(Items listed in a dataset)
= = =

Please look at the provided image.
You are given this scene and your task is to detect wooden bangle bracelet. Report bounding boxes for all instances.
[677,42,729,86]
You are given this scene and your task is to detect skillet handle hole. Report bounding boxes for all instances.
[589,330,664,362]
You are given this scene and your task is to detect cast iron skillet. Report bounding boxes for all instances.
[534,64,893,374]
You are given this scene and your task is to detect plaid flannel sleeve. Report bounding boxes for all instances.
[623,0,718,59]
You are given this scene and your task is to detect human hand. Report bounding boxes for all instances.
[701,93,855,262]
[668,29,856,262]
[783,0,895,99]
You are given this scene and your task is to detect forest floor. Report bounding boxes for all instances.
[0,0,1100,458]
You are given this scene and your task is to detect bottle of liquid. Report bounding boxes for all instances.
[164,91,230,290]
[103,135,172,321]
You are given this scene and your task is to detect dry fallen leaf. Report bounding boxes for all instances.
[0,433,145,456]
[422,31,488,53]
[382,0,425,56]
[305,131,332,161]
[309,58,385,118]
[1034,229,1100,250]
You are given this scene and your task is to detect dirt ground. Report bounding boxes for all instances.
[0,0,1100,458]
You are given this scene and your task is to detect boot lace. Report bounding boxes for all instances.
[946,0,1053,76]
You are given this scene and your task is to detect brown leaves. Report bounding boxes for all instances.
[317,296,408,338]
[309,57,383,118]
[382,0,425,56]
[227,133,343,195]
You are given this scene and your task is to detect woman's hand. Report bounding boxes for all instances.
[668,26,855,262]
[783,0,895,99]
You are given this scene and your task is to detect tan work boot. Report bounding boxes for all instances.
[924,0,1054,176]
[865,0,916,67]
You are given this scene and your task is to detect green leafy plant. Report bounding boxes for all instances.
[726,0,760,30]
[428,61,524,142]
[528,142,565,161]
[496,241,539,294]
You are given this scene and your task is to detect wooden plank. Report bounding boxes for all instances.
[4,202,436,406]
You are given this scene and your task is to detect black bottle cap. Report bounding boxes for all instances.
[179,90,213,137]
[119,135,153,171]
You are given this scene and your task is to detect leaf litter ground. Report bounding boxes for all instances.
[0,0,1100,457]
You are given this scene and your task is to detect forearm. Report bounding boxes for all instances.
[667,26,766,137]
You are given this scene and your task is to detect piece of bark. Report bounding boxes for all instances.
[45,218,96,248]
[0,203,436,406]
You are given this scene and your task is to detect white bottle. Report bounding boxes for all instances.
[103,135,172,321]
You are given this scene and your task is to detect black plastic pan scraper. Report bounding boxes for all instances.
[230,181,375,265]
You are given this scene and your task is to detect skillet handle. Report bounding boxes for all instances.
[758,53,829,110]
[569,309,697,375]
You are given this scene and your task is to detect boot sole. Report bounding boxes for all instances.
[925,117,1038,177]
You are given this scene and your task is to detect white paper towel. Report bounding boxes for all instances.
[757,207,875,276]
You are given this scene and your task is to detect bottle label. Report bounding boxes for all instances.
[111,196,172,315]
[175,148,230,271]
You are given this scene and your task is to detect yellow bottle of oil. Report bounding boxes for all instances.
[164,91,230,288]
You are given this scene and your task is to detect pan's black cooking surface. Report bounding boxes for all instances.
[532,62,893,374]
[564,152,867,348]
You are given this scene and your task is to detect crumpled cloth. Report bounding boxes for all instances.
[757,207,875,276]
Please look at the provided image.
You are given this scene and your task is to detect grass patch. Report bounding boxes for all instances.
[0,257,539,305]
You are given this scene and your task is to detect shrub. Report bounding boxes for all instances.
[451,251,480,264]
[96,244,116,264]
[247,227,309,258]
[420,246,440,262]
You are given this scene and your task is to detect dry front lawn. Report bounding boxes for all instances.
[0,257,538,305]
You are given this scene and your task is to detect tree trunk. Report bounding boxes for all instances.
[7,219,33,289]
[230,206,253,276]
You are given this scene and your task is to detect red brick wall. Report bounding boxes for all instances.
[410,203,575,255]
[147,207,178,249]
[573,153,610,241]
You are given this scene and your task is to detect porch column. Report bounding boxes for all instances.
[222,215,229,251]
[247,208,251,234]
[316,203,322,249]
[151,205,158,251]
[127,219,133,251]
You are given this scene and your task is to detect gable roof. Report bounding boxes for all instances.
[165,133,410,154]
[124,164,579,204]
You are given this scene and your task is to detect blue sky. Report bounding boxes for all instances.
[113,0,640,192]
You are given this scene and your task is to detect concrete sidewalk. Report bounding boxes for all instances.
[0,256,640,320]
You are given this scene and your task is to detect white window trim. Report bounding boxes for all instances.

= = =

● **What the exercise asks**
Convert every one of the records above into a JSON list of strings, with one string per line and no blank lines.

● **Solution for this problem**
[
  "Please look at the provided image.",
  "You are given this scene and your task is to detect wooden bangle bracelet. Report bounding boxes for all instances.",
  "[677,42,729,86]",
  "You are given this scene and your task is to detect skillet handle hole. Report bounding boxes for all instances.",
  "[589,330,664,362]",
  "You are given this scene and your task is to detect cast iron skillet. Report bounding boxes for all instances.",
  "[534,64,893,374]",
  "You are given this scene and your task is to detect plaid flannel sleeve. Report bounding boxes for all instances.",
  "[623,0,718,59]",
  "You are given this scene and your task is to detect human hand. Report bounding boxes for all instances.",
  "[701,93,855,262]",
  "[668,29,856,262]",
  "[783,0,895,99]",
  "You are given this scene and your task is to detect forest floor. Report bounding boxes for all instances.",
  "[0,0,1100,458]",
  "You are given this scene and your task is to detect bottle of liquid. Report bounding boxes for all instances.",
  "[164,91,230,290]",
  "[103,135,172,321]",
  "You are given this scene and your task is to detect dry fallen leaf. Report bounding boxes for all instances.",
  "[0,433,145,456]",
  "[422,31,488,53]",
  "[382,0,425,56]",
  "[305,131,332,161]",
  "[309,58,385,118]",
  "[1034,229,1100,250]",
  "You are given this scene and your task is to detect dirt ground. Report bounding boxes for all instances.",
  "[0,0,1100,458]",
  "You are given this scene and your task is to detect boot lace. Report bounding boxes for all instances.",
  "[946,0,1053,76]",
  "You are given this scene and your task is to detect brown leaves. Report bounding boxes for all instances.",
  "[317,296,408,338]",
  "[309,57,383,118]",
  "[382,0,425,56]",
  "[227,133,343,195]",
  "You are given this scene and your task is to detect woman's hand. Report bounding boxes for all instances.",
  "[668,26,855,262]",
  "[783,0,895,99]",
  "You are given this scene and your task is to detect tan work boot. Report bounding boxes for all instances.",
  "[924,0,1054,176]",
  "[865,0,916,67]",
  "You are given this scene and your task is to detect green leafy plant. Report bounding boxes for all instances.",
  "[726,0,760,30]",
  "[428,61,524,142]",
  "[528,142,565,161]",
  "[496,241,539,294]",
  "You are given this scene and your task is to detect wooden plank. Report bounding boxes for all instances.",
  "[4,202,436,406]",
  "You are given this scene and your task is to detect black bottle cap. Report bounding boxes for all instances.",
  "[179,90,213,137]",
  "[119,135,153,171]",
  "You are given this scene and your task is to detect leaf litter ground. Report bounding boxes for all instances.",
  "[0,0,1100,457]",
  "You are given this scene and your task is to detect forearm. Report bounding boxes for all instances.",
  "[667,26,766,137]",
  "You are given this scene and your task is to detect piece of bark. Report bounding boxes for all instances.",
  "[45,218,96,248]",
  "[0,203,436,406]",
  "You are given this scene and your task is to detect white bottle. Report bounding boxes for all instances.",
  "[103,135,172,321]",
  "You are given this scene and your task is to detect black plastic pan scraper. Report bounding boxes for all instances.",
  "[230,181,375,265]",
  "You are given this scene and your task is to detect skillet handle. Report bounding boxes for all instances.",
  "[758,53,829,110]",
  "[569,309,697,375]",
  "You are given this scene and your task is to detect boot sole. Report bounding boxes for all instances.",
  "[925,117,1038,177]",
  "You are given this scene and your task is to detect white paper towel. Report bounding boxes for all instances.",
  "[757,207,875,276]",
  "You are given this scene and your task is to detect bottle label. Report bounding boxes for all instances.",
  "[111,196,172,315]",
  "[175,148,230,271]",
  "You are given this scene and your task is to detect yellow bottle of oil. Report bounding boxes for all instances.",
  "[164,91,230,288]",
  "You are given this scene and your task is to detect pan's black cooking surface. Report bounding boxes for all instances.",
  "[532,62,893,374]",
  "[564,152,867,348]",
  "You are given this scene and your task is to detect crumpled cloth. Report bounding boxes for all instances.",
  "[757,207,875,276]",
  "Please look at the provided image.",
  "You are given this scene and your task is to detect grass patch. Report bounding boxes for all instances.",
  "[0,257,539,305]",
  "You are given this scene and your task is to detect shrub. Report bounding boxes for all instances.",
  "[451,251,480,264]",
  "[96,244,116,264]",
  "[247,227,309,258]",
  "[420,246,440,262]",
  "You are given this scene and your task is to detect dry front lawn. Report bounding boxes for all instances.",
  "[0,257,538,305]",
  "You are given this scene and your task is to detect tree trunk. Report bounding boxes for all instances.",
  "[7,219,33,289]",
  "[230,206,253,276]",
  "You are given this scene and your task is to detect red brick wall. Report bounding boxes for all instances.",
  "[410,203,575,255]",
  "[147,207,178,249]",
  "[573,153,610,241]",
  "You are given this scene and your task is to detect porch column. Report bounding boxes for all instances.",
  "[222,215,229,251]",
  "[247,208,251,234]",
  "[316,203,322,249]",
  "[151,205,158,251]",
  "[127,219,133,251]",
  "You are given this scene and your task is to detect gable roof. Report bounding boxes for all instances.",
  "[165,133,410,154]",
  "[124,164,579,204]",
  "You are given this scene and your task is to detect blue sky. Report bounding boxes for all instances.",
  "[113,0,640,192]",
  "You are given this scene and your task is to detect concrete sidewalk. Report bounding boxes for all instances.",
  "[0,256,640,320]",
  "You are given this scene and your task is to detect white window trim. Report bounding boxes for all instances."
]